## [EXERCISE INPUTS]
::::::::::

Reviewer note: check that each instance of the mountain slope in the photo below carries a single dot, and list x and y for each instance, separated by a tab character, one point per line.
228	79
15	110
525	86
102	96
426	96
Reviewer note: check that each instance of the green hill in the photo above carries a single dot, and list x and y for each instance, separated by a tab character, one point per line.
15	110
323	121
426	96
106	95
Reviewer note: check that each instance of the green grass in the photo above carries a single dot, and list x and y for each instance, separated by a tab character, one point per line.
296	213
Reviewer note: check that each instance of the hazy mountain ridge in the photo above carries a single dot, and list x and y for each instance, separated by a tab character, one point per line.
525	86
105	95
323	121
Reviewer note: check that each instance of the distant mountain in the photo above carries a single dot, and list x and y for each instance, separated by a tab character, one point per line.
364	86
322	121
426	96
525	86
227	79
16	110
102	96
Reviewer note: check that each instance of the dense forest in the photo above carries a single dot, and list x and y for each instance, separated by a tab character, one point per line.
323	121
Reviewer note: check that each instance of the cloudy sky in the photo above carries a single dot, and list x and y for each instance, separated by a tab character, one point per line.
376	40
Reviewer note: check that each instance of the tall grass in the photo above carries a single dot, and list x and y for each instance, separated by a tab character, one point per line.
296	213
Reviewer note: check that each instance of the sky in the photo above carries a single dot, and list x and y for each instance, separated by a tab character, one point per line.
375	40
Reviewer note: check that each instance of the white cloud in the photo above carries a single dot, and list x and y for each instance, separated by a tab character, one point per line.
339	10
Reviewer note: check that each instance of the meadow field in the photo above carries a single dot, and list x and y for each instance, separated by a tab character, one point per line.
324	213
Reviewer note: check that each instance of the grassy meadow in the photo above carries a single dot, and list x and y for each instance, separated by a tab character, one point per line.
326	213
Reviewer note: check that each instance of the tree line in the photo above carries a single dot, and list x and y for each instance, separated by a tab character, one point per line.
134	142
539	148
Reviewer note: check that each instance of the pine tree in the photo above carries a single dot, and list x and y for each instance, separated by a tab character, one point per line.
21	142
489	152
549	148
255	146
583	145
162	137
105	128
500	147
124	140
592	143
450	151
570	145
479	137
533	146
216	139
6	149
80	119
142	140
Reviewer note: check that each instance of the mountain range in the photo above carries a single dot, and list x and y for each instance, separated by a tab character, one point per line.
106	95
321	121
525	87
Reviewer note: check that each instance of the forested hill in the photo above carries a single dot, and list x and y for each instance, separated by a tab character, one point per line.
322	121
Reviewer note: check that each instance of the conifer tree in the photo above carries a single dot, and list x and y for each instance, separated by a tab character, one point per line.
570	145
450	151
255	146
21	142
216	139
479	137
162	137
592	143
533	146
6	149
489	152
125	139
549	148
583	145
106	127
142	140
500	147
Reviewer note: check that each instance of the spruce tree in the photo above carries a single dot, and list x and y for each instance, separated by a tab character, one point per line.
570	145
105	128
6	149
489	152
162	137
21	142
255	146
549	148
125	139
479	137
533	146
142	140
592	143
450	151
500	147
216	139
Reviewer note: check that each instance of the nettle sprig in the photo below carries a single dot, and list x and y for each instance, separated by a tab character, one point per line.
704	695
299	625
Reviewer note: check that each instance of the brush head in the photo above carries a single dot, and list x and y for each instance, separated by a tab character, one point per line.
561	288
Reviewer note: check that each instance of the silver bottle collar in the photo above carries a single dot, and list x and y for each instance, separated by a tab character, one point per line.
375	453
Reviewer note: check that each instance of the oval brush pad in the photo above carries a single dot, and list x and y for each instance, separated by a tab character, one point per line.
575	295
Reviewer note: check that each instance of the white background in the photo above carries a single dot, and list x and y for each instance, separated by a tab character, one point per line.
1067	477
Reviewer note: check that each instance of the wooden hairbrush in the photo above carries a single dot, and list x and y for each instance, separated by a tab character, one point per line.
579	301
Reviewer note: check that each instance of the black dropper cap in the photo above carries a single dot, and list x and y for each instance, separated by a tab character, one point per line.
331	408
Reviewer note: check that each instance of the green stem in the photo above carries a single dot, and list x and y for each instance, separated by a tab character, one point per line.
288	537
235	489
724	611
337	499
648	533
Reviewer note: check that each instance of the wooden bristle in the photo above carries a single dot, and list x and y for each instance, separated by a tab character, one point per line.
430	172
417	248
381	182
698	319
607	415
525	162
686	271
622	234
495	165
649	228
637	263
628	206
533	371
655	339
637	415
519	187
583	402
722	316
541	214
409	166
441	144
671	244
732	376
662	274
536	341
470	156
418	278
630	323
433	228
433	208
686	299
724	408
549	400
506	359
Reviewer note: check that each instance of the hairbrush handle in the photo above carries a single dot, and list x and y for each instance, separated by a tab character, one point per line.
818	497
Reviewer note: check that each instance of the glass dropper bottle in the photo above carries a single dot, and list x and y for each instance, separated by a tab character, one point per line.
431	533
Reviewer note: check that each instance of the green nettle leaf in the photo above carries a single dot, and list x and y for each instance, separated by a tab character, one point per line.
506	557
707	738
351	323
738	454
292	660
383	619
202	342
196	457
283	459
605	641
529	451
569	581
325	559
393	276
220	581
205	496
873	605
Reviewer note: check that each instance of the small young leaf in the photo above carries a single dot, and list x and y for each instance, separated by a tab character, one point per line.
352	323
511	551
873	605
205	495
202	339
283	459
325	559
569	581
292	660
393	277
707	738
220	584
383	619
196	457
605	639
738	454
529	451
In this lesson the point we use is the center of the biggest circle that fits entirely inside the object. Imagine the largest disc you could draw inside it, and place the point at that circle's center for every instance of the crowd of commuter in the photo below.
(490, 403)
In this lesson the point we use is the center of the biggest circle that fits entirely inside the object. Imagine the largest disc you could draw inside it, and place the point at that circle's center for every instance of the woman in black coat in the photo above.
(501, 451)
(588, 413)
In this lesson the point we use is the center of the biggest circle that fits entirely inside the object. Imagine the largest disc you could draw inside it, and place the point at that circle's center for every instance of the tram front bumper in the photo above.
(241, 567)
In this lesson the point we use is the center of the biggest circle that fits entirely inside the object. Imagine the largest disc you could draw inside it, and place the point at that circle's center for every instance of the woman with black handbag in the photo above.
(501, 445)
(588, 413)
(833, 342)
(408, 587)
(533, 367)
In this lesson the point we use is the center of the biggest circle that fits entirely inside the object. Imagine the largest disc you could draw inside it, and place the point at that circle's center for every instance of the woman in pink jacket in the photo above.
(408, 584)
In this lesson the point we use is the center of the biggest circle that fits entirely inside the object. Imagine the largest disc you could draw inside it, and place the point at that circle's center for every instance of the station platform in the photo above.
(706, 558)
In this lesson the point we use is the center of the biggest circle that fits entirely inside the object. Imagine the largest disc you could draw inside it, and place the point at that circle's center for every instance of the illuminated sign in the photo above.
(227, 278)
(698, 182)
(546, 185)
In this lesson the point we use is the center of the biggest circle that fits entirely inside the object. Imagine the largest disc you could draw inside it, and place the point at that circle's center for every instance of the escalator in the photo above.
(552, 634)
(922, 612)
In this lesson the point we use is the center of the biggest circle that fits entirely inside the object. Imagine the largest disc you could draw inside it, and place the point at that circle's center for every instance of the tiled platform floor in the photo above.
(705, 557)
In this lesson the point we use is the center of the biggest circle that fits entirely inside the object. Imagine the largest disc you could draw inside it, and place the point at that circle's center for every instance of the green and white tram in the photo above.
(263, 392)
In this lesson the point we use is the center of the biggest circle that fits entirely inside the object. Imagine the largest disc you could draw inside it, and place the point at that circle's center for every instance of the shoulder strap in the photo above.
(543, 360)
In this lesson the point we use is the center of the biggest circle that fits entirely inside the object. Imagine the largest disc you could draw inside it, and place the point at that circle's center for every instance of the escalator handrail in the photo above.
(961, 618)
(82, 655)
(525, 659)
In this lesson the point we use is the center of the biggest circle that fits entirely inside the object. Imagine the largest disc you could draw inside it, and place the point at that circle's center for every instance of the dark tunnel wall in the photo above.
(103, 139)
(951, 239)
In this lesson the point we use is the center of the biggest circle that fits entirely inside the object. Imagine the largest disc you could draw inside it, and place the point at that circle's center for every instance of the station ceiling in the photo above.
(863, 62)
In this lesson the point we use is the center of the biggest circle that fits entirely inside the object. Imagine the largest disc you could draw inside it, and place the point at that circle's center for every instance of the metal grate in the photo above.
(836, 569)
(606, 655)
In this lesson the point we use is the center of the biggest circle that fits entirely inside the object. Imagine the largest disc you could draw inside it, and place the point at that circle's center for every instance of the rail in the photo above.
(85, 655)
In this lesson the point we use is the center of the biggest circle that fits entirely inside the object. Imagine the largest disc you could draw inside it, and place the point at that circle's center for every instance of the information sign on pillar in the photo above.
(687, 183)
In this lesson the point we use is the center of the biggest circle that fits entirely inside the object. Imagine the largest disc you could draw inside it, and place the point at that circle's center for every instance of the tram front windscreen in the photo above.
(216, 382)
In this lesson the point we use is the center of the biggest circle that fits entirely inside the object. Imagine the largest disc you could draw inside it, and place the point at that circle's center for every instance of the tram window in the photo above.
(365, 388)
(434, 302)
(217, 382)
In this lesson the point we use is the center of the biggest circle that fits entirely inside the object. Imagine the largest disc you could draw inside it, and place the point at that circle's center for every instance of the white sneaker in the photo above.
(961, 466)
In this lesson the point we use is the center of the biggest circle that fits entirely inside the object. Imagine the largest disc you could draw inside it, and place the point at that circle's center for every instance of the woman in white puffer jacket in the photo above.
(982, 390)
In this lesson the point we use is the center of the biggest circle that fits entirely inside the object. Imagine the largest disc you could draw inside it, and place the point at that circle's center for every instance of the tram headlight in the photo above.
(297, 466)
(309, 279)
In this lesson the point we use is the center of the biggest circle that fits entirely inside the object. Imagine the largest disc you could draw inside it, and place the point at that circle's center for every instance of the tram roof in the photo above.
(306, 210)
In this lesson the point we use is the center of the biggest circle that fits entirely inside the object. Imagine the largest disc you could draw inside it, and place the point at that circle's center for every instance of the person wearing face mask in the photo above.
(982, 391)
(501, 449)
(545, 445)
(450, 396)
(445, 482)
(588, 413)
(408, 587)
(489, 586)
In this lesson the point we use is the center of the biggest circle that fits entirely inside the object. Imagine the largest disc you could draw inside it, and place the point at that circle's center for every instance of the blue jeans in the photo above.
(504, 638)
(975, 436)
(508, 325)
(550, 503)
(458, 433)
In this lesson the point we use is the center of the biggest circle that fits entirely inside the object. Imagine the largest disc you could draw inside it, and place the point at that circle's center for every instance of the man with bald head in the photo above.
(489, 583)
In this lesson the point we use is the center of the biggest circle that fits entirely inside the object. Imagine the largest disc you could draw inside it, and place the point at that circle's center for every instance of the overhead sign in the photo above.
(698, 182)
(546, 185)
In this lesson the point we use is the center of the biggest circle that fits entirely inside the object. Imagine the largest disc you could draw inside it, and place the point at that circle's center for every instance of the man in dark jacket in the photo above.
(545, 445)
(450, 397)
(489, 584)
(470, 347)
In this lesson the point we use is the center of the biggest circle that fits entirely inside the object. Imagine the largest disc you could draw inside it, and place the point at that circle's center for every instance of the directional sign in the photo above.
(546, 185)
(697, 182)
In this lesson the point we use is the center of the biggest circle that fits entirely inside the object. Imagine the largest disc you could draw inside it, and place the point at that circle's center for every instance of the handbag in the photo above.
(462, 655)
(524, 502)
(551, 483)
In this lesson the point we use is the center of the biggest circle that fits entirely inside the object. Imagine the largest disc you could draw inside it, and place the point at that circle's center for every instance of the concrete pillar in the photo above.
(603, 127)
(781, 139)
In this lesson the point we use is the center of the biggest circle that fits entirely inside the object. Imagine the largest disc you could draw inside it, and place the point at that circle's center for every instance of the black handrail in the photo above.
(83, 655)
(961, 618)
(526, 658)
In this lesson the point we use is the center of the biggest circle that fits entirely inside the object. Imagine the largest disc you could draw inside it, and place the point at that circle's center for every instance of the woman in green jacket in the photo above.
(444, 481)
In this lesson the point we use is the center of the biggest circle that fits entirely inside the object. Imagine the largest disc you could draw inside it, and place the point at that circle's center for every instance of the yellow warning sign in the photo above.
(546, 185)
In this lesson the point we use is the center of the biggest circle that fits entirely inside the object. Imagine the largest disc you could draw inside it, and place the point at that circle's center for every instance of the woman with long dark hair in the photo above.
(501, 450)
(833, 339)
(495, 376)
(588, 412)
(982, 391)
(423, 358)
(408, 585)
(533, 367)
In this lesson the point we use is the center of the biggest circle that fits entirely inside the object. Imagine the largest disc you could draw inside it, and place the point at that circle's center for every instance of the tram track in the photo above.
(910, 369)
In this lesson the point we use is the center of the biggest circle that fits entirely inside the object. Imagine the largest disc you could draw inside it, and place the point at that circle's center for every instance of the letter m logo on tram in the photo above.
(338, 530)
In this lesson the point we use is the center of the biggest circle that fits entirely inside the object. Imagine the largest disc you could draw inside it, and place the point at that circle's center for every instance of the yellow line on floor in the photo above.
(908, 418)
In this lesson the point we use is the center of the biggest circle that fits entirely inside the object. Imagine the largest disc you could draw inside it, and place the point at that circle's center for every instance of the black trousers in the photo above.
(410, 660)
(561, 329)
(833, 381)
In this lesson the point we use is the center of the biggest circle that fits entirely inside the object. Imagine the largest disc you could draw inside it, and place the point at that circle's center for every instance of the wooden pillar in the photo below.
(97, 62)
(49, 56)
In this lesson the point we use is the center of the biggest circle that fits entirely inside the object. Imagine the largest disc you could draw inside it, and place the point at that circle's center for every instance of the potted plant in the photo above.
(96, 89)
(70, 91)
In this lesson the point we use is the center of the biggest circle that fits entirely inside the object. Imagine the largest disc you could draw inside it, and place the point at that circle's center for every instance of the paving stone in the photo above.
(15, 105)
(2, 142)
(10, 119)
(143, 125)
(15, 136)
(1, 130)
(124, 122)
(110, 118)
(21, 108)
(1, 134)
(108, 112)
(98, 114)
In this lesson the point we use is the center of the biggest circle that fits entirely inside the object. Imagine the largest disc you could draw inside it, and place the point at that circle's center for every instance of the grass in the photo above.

::::::::::

## [THE PROBLEM]
Everything from the line containing "trousers in the photo above." through the end of the entries above should be retyped exactly, and nothing else.

## [RESPONSE TO THIS EXERCISE]
In this lesson the point we use is the center of the biggest circle that fits entirely inside the object. Imagine the largest disc you could draw inside it, and place the point at that circle's center for every instance of the black trousers in the photo above.
(410, 660)
(561, 329)
(833, 381)
In this lesson the point we use is the center of the biggest circle that fits entirely inside the object. Imagine the largest disc you could draw inside it, and place the point at that circle's center for every instance of the wooden pillar in the photo below.
(97, 62)
(49, 56)
In this lesson the point we use is the center of the biggest circle that fits entirely inside the object. Imagine the largest disc you could draw inside it, and place the point at that circle's center for every instance of the potted plant in the photo above.
(96, 89)
(70, 91)
In this lesson the point we use is the center of the biggest circle that fits entirely inside the object. Imagine the largest disc you could draw inside it, and place the point at that circle's center for every instance of the paving stone in the photo above.
(15, 105)
(2, 142)
(10, 119)
(143, 125)
(15, 136)
(1, 130)
(124, 122)
(110, 118)
(21, 108)
(1, 134)
(108, 112)
(98, 114)
In this lesson the point we use is the center of the biggest circle that fits entirely inside the object. Imagine the largest disc you could draw inside it, and place the point at that circle's center for every instance of the grass in the photo above.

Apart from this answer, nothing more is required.